--- start Supplied data ---

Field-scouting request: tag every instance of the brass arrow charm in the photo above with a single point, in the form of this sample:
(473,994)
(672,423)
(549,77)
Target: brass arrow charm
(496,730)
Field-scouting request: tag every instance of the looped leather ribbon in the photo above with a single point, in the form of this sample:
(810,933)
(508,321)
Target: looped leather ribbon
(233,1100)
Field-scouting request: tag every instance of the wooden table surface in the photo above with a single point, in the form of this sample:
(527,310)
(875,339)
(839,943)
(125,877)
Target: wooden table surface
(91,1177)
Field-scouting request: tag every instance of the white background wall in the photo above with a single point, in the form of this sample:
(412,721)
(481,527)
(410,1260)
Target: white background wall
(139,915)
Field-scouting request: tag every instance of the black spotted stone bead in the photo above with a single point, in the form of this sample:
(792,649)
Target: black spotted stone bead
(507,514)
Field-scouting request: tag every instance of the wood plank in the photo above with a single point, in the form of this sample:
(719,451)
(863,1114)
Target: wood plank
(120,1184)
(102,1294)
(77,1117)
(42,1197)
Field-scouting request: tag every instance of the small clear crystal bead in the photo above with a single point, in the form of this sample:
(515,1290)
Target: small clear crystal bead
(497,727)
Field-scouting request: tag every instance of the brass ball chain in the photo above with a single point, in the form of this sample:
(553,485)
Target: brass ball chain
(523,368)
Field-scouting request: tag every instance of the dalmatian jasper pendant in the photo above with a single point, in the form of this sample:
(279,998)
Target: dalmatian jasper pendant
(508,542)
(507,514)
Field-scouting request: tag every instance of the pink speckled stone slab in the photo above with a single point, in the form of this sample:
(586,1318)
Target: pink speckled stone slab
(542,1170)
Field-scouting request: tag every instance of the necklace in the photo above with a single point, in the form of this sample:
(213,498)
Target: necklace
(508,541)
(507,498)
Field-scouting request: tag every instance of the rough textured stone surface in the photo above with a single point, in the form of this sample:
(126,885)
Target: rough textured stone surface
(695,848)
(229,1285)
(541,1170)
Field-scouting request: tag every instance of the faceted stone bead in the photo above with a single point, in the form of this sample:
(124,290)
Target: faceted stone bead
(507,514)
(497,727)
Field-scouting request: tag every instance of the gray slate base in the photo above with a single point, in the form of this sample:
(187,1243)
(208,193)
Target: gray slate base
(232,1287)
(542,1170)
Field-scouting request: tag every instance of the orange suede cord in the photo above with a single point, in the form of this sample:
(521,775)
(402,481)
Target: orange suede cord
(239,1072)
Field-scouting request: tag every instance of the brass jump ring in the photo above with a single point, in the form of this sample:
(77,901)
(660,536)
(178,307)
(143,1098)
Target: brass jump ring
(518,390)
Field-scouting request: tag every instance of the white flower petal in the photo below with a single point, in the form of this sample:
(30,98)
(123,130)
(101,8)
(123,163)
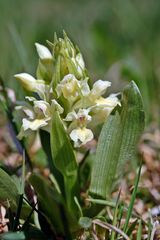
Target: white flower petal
(55,106)
(42,108)
(43,51)
(81,136)
(31,84)
(69,86)
(84,87)
(35,124)
(99,88)
(27,80)
(71,116)
(80,60)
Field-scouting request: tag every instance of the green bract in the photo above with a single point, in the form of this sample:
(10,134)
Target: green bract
(62,85)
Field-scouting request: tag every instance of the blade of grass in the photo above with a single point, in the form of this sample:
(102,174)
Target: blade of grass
(130,208)
(111,227)
(139,233)
(12,126)
(19,46)
(16,221)
(115,217)
(101,202)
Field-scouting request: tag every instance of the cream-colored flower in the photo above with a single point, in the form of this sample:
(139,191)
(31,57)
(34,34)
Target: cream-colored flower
(99,88)
(38,116)
(43,52)
(81,136)
(31,84)
(69,87)
(78,131)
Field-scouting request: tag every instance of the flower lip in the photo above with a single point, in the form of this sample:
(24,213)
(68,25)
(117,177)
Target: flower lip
(81,136)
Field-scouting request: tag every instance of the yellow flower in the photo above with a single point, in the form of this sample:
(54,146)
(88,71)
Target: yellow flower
(31,84)
(69,87)
(43,52)
(81,136)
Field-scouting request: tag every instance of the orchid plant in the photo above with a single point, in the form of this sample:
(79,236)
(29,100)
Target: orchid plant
(62,85)
(66,108)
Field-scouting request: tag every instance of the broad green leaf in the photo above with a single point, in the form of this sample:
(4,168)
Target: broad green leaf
(85,222)
(13,236)
(65,161)
(8,190)
(50,201)
(117,142)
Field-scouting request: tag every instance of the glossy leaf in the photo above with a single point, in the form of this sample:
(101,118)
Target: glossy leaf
(13,236)
(49,200)
(8,190)
(65,161)
(117,142)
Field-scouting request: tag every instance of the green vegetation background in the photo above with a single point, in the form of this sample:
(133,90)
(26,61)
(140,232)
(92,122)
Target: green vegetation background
(120,40)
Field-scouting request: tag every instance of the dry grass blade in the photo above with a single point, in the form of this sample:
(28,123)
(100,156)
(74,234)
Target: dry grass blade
(111,227)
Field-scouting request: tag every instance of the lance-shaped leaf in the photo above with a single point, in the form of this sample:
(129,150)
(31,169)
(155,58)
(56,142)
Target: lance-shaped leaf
(64,159)
(49,200)
(117,141)
(8,190)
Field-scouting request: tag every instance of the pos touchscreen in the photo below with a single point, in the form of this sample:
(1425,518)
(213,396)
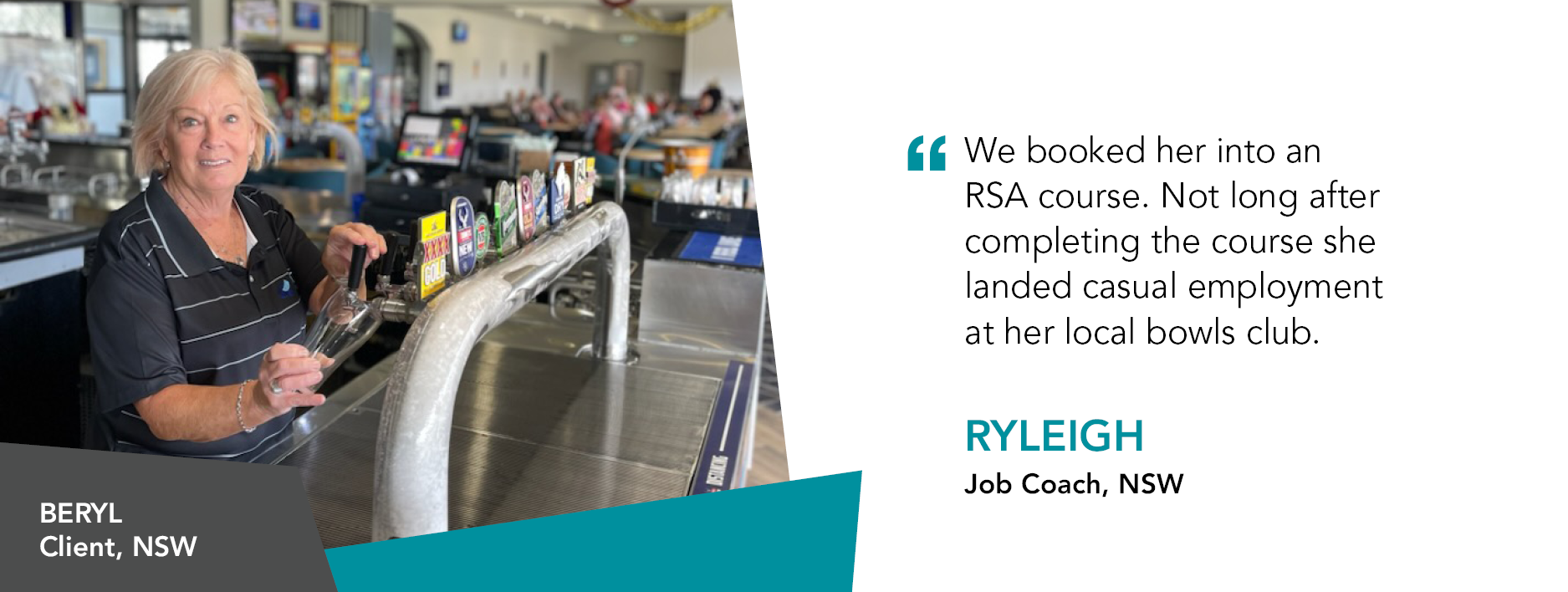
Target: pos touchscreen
(435,141)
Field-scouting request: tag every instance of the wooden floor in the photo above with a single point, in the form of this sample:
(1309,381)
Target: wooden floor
(767,459)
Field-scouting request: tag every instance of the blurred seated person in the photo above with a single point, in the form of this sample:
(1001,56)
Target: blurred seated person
(557,104)
(605,121)
(711,102)
(541,110)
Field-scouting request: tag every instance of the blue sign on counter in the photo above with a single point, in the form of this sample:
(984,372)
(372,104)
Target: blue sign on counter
(464,256)
(722,456)
(714,248)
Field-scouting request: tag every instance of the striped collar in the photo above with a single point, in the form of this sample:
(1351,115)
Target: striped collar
(190,253)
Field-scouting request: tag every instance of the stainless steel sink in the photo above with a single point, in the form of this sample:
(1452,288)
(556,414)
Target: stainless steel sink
(16,227)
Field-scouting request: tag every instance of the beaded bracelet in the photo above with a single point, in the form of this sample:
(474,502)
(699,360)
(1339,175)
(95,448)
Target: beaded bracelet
(238,414)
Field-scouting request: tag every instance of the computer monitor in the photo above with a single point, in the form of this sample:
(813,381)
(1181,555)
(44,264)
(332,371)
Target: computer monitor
(432,141)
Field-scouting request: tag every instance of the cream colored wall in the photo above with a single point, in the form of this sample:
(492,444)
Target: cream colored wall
(493,38)
(657,54)
(711,54)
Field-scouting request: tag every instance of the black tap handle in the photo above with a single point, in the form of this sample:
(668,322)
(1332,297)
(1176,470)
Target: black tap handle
(356,267)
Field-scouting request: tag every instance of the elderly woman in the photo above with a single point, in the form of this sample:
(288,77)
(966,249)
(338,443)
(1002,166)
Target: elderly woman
(201,285)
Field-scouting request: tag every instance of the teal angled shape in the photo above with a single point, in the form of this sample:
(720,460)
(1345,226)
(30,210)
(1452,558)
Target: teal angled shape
(788,536)
(916,159)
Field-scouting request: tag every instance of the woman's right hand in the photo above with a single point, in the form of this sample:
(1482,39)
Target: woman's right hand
(290,369)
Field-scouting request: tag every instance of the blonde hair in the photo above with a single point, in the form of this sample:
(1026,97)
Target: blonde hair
(176,79)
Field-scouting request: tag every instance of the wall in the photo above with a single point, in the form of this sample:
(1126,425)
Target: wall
(212,24)
(657,54)
(711,54)
(494,38)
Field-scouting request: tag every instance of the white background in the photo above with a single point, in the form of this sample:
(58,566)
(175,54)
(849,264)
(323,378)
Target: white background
(1417,447)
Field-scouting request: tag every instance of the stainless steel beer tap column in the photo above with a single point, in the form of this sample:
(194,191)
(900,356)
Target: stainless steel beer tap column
(414,441)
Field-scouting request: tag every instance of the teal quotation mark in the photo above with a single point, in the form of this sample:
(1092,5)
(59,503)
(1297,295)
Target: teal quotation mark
(938,159)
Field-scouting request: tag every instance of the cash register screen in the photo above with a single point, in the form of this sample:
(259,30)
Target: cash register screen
(433,140)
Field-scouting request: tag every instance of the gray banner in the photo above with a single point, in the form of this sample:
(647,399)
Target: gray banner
(184,523)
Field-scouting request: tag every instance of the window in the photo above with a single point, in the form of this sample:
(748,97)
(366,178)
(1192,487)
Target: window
(104,64)
(161,30)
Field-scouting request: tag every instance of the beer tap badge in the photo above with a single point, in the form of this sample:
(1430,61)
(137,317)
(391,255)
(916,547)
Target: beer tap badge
(505,217)
(526,220)
(435,242)
(560,193)
(541,202)
(579,184)
(482,237)
(463,254)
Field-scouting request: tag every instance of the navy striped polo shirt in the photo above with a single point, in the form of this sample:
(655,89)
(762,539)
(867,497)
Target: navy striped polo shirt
(165,310)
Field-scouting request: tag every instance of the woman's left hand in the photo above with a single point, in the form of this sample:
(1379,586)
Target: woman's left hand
(340,247)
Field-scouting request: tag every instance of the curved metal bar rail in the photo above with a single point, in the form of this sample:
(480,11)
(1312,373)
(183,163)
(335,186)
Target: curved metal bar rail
(414,441)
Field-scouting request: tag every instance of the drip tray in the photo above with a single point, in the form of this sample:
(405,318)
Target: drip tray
(534,434)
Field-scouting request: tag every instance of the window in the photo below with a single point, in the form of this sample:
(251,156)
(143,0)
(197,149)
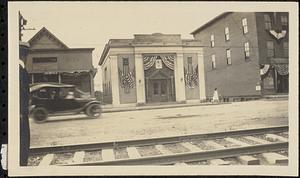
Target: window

--- end Supplied data ---

[Direction]
Repeat verbatim the lines from the one holding "Field-scouting request: tag every instance of the curved" through the end of the listing above, both ends included, but not the pictures.

[The reply]
Field-scouting request: tag every instance of the curved metal bar rail in the photo above with a single point, in the form of this sample:
(480,11)
(1312,373)
(183,163)
(335,186)
Target: curved metal bar rail
(414,441)
Field-scouting request: tag every instance of the drip tray in the photo above with a single point, in the form of this sample:
(405,318)
Target: drip tray
(534,434)
Field-scouting request: tag every instance of the window in the photo below with a single point, in the form of this sample:
(251,156)
(143,0)
(197,149)
Target: window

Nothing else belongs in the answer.